Rewrite every line of the entries below as a numbered list, and leave out any blank lines.

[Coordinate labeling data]
● ● ● ● ●

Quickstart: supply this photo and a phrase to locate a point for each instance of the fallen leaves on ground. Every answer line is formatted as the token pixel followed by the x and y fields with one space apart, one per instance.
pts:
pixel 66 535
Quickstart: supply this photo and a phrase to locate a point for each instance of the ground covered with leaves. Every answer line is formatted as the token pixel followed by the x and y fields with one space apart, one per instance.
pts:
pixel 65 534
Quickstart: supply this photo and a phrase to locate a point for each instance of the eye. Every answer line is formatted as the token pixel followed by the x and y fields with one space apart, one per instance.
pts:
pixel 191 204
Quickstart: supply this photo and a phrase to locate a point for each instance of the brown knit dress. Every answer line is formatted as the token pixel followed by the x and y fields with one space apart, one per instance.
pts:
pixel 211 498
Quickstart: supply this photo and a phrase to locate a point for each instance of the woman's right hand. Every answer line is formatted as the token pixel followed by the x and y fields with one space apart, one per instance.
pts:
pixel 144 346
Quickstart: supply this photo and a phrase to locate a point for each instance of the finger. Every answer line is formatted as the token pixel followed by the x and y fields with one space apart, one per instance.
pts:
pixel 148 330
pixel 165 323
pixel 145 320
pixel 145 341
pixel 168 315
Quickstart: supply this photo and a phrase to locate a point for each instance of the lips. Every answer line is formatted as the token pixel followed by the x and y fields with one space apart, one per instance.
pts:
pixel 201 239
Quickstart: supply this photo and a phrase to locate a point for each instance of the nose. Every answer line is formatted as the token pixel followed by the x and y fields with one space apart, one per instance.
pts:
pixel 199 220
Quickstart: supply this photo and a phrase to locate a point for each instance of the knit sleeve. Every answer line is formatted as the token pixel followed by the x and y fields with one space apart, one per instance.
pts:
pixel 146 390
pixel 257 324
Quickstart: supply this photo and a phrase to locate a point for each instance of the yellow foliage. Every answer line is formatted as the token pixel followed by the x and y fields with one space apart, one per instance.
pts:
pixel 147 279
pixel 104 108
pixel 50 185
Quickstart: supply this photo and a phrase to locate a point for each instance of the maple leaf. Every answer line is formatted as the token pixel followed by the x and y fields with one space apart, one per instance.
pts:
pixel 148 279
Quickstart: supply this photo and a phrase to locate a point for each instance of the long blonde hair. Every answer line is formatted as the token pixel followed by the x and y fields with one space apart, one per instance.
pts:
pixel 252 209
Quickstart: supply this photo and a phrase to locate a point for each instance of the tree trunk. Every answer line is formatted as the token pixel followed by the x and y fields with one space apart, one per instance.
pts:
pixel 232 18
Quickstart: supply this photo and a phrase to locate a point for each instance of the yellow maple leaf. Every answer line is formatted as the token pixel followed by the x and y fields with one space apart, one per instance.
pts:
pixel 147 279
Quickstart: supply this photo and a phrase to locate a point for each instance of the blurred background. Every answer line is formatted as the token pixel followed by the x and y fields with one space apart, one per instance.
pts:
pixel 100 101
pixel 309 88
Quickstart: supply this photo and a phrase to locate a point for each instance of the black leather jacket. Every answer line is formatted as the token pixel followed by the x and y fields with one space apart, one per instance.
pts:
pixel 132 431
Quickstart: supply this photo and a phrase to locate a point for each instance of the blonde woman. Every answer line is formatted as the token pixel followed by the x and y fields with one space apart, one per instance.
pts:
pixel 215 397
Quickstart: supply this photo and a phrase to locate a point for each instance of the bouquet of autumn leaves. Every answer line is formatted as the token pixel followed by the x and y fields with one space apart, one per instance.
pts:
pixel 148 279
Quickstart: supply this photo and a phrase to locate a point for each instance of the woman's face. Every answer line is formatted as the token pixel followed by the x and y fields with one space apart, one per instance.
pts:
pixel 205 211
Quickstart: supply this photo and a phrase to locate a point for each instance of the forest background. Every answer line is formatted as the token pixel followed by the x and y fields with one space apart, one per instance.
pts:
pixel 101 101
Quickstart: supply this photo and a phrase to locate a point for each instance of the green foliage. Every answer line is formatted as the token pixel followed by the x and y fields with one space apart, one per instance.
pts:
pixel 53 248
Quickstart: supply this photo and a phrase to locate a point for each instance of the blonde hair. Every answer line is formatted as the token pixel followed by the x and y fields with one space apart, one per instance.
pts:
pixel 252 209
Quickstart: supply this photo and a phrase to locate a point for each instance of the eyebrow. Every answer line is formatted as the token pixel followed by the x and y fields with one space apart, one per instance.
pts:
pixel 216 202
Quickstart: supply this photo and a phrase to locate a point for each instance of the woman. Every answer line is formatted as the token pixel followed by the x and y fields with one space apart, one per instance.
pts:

● ● ● ● ●

* FINISHED EXERCISE *
1. Quickstart: supply this photo and a phrase to locate a point for each instance of the fallen leaves on ground. Every answer line is formatted as the token pixel followed by the x and y fields with one space apart, one per instance.
2. pts:
3. pixel 66 535
4. Quickstart: supply this photo and a phrase to locate a point for each instance of the ground covered with leaves. Every answer line is formatted as the token pixel followed by the x and y fields with one space apart, one per instance.
5. pts:
6. pixel 65 534
7. Quickstart: supply this photo and a phrase to locate a point for each instance of the eye. Every answer line is formatted as the token pixel followed by the x and y fields with one space apart, one per instance.
8. pts:
9. pixel 191 204
10. Quickstart: supply this photo and a phrase to locate a point for each instance of the brown knit dress. Every answer line is formatted as the token pixel followed by the x and y fields with one space apart, one per instance.
11. pts:
12. pixel 211 498
13. Quickstart: supply this photo and a phrase to locate a point for each instance of the woman's right hand. Every answer line is formatted as the token pixel followed by the x and y fields with one space apart, one per instance.
14. pts:
15. pixel 144 346
16. Quickstart: supply this photo and a phrase to locate a point for each instance of the finger. Every answer line is formatted as the token pixel followed by the x and y fields with one space apart, one per instance.
17. pts:
18. pixel 148 330
19. pixel 165 323
20. pixel 145 320
21. pixel 145 341
22. pixel 168 315
23. Quickstart: supply this photo and a phrase to locate a point for each instance of the lips. Every answer line is formatted as the token pixel followed by the x and y fields with one space apart, one per instance.
24. pts:
25. pixel 201 239
26. Quickstart: supply this photo and a phrase to locate a point for each instance of the nose. Every answer line is formatted as the token pixel followed by the x and y fields with one space apart, one per instance.
27. pts:
28. pixel 199 220
29. Quickstart: supply this photo and a phrase to locate a point for each instance of the knit sleeve. Every answer line is formatted as the token pixel followed by the x and y fields with one space apart, one per instance.
30. pts:
31. pixel 146 390
32. pixel 257 324
33. Quickstart: supply this photo and a phrase to locate a point for each instance of the yellow foliage. Every answer line is formatted as the token pixel followed by the x and y fields with one space apart, one per instance.
34. pts:
35. pixel 147 279
36. pixel 104 108
37. pixel 50 185
38. Quickstart: supply this photo and a phrase to locate a point for each instance of the maple leaf. Every answer line is formatted as the token pixel followed by the x and y fields with one space apart, one per instance.
39. pts:
40. pixel 148 279
41. Quickstart: supply this photo and a phrase to locate a point for each instance of the long blonde hair. Every answer line is formatted as the token pixel followed by the x and y fields with one space apart, one per instance.
42. pts:
43. pixel 252 209
44. Quickstart: supply this photo and a phrase to locate a point for each instance of the tree trunk. Every answer line is formatted as the token pixel followed by the x and y fields with one space apart, one per instance.
45. pts:
46. pixel 232 18
47. Quickstart: supply this photo and a phrase to locate a point for each instance of the yellow maple leaf. Every answer line is formatted as the token pixel followed by the x and y fields with one space apart, one per instance.
48. pts:
49. pixel 147 279
50. Quickstart: supply this photo and a phrase to locate a point for each instance of the blurred background. Every answer line is formatted as the token pixel followed by the x and y fields with one space apart, one per instance.
51. pts:
52. pixel 100 101
53. pixel 309 88
54. Quickstart: supply this photo and a phrase to locate a point for each instance of the black leather jacket. Every answer line is formatted as the token pixel followed by the x and y fields with one space apart, one per instance.
55. pts:
56. pixel 132 431
57. Quickstart: supply this photo and a phrase to locate a point for each instance of the blonde woman. Every answer line is formatted as the token pixel followed by the x and y fields with one space apart, one per instance.
58. pts:
59. pixel 215 397
60. Quickstart: supply this photo and a phrase to locate a point for each instance of the bouquet of autumn leaves. Every answer line is formatted as the token pixel followed by the x and y fields with one space apart, one per instance.
61. pts:
62. pixel 148 279
63. Quickstart: supply this photo and a phrase to locate a point for each instance of the woman's face. Every answer line is formatted as the token pixel followed by the x and y fields with one space apart, one per instance.
64. pts:
65. pixel 205 211
66. Quickstart: supply this photo and a phrase to locate a point for each instance of the forest background. Every answer line is formatted as the token pixel followed by the x and y fields with one space apart, one per instance.
67. pts:
68. pixel 101 101
69. Quickstart: supply this photo and a phrase to locate a point for each instance of the green foliage. Every answer line is formatted as the token pixel followed by the x and y fields with one space apart, one per instance.
70. pts:
71. pixel 53 248
72. Quickstart: supply this photo and a phrase to locate a point for each instance of the blonde hair. Every answer line is formatted as the token pixel followed by the x and y fields with one space apart, one per instance.
73. pts:
74. pixel 252 209
75. Quickstart: supply this photo and a phrase to locate a point for each instance of the eyebrow. Every answer line is formatted as the token pixel followed by the x and y fields with one space apart, one per instance.
76. pts:
77. pixel 216 202
78. Quickstart: supply this photo and a phrase to locate a point for each instance of the woman. Every answer line is formatted as the token pixel followed by the x and y fields with one space apart, one per instance.
79. pts:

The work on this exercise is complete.